[start Stored rows]
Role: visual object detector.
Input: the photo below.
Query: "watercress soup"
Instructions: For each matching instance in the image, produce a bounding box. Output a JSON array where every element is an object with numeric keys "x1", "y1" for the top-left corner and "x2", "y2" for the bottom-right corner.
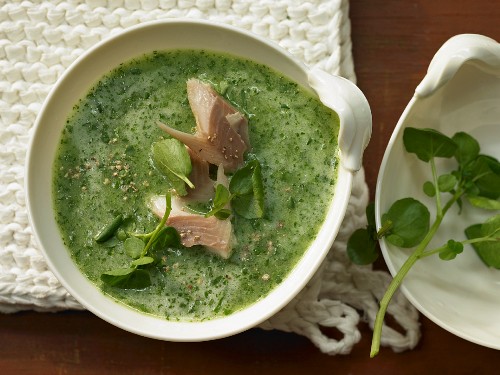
[{"x1": 53, "y1": 50, "x2": 339, "y2": 321}]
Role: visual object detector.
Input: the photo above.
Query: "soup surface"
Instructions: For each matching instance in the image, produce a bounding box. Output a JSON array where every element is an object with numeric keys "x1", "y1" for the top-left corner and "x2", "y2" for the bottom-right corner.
[{"x1": 53, "y1": 50, "x2": 339, "y2": 321}]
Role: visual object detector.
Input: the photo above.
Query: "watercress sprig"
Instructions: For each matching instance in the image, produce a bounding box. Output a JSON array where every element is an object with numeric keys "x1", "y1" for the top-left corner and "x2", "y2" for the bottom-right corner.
[
  {"x1": 347, "y1": 127, "x2": 500, "y2": 357},
  {"x1": 205, "y1": 159, "x2": 264, "y2": 219},
  {"x1": 151, "y1": 138, "x2": 194, "y2": 196},
  {"x1": 97, "y1": 193, "x2": 180, "y2": 289}
]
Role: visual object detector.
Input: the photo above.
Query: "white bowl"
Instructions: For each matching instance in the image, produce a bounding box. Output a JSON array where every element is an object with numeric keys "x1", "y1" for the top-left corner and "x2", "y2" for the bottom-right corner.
[
  {"x1": 375, "y1": 35, "x2": 500, "y2": 349},
  {"x1": 26, "y1": 21, "x2": 371, "y2": 341}
]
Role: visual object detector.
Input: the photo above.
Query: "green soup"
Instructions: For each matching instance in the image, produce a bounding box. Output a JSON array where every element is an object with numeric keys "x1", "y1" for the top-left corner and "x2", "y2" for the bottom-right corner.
[{"x1": 53, "y1": 50, "x2": 339, "y2": 321}]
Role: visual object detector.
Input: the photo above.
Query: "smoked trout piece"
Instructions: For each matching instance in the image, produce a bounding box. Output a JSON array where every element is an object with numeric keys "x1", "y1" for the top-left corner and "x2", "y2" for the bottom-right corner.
[
  {"x1": 158, "y1": 79, "x2": 250, "y2": 172},
  {"x1": 150, "y1": 192, "x2": 234, "y2": 259}
]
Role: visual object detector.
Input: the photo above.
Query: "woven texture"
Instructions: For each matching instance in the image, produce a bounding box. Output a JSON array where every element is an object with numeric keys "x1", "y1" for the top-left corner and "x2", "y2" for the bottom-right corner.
[{"x1": 0, "y1": 0, "x2": 419, "y2": 354}]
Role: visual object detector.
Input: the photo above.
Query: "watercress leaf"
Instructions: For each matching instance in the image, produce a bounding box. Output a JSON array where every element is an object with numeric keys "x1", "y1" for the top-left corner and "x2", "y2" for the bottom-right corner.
[
  {"x1": 123, "y1": 237, "x2": 145, "y2": 259},
  {"x1": 465, "y1": 224, "x2": 500, "y2": 269},
  {"x1": 385, "y1": 234, "x2": 408, "y2": 247},
  {"x1": 468, "y1": 155, "x2": 500, "y2": 199},
  {"x1": 347, "y1": 228, "x2": 379, "y2": 265},
  {"x1": 403, "y1": 127, "x2": 457, "y2": 162},
  {"x1": 151, "y1": 139, "x2": 194, "y2": 196},
  {"x1": 423, "y1": 181, "x2": 436, "y2": 197},
  {"x1": 481, "y1": 215, "x2": 500, "y2": 238},
  {"x1": 451, "y1": 132, "x2": 480, "y2": 165},
  {"x1": 382, "y1": 198, "x2": 430, "y2": 247},
  {"x1": 438, "y1": 174, "x2": 457, "y2": 192},
  {"x1": 100, "y1": 236, "x2": 120, "y2": 248},
  {"x1": 130, "y1": 257, "x2": 155, "y2": 266},
  {"x1": 214, "y1": 208, "x2": 232, "y2": 220},
  {"x1": 467, "y1": 195, "x2": 500, "y2": 210},
  {"x1": 439, "y1": 240, "x2": 464, "y2": 260}
]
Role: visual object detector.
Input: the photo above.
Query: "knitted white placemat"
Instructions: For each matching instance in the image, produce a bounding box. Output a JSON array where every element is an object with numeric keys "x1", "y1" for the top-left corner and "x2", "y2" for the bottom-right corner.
[{"x1": 0, "y1": 0, "x2": 420, "y2": 354}]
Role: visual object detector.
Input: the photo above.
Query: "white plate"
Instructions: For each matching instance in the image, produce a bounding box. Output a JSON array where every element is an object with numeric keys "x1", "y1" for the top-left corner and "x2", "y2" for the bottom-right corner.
[{"x1": 375, "y1": 35, "x2": 500, "y2": 349}]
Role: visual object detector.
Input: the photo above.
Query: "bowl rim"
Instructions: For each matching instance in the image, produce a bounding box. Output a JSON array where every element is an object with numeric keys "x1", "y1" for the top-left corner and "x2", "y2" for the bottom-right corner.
[{"x1": 25, "y1": 19, "x2": 353, "y2": 341}]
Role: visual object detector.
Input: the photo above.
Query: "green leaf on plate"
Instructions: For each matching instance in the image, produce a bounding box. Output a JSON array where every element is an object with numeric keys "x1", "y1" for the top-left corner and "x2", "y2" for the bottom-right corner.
[{"x1": 382, "y1": 198, "x2": 430, "y2": 247}]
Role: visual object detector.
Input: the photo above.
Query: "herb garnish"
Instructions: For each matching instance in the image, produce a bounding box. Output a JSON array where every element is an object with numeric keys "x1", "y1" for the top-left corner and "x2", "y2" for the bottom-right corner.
[
  {"x1": 205, "y1": 159, "x2": 264, "y2": 220},
  {"x1": 101, "y1": 193, "x2": 180, "y2": 289},
  {"x1": 151, "y1": 138, "x2": 194, "y2": 196},
  {"x1": 347, "y1": 128, "x2": 500, "y2": 357}
]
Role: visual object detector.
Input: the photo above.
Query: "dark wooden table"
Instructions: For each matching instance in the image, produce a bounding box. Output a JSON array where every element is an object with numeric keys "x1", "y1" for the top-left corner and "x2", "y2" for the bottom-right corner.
[{"x1": 0, "y1": 0, "x2": 500, "y2": 375}]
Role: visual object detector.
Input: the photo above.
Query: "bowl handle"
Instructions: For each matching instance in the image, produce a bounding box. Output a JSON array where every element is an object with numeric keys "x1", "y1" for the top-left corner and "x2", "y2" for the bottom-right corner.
[
  {"x1": 308, "y1": 68, "x2": 372, "y2": 172},
  {"x1": 415, "y1": 34, "x2": 500, "y2": 98}
]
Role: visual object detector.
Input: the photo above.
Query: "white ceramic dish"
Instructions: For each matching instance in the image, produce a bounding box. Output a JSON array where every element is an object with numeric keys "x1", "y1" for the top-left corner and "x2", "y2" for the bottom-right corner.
[
  {"x1": 375, "y1": 35, "x2": 500, "y2": 349},
  {"x1": 26, "y1": 21, "x2": 371, "y2": 341}
]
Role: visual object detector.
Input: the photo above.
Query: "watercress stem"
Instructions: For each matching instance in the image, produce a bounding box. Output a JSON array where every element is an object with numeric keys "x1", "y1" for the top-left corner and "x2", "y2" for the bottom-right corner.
[
  {"x1": 139, "y1": 193, "x2": 172, "y2": 258},
  {"x1": 370, "y1": 189, "x2": 463, "y2": 358},
  {"x1": 430, "y1": 158, "x2": 443, "y2": 216},
  {"x1": 419, "y1": 237, "x2": 498, "y2": 259}
]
[end Stored rows]
▶ **Aim**:
Pick out every line of the listing above that contains the word "watercress", and copy each one. Case counts.

▶ **Full solution**:
Query: "watercress soup"
Query: "watercress sprig"
Query: "watercress leaf"
Query: "watercress stem"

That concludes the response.